* Instructions for the task *
Report each line from the data below that holds the word "query".

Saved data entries
■ ■ ■ ■ ■

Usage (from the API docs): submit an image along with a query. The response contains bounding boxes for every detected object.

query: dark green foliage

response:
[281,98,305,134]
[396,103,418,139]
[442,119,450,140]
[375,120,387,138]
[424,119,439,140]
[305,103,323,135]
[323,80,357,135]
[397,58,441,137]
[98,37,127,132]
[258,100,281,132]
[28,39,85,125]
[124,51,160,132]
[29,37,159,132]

■ ■ ■ ■ ■

* Reply to the task *
Usage (from the API docs): submit an image along with a query. The response contains bounding boxes for every detected object.
query: dark green foliage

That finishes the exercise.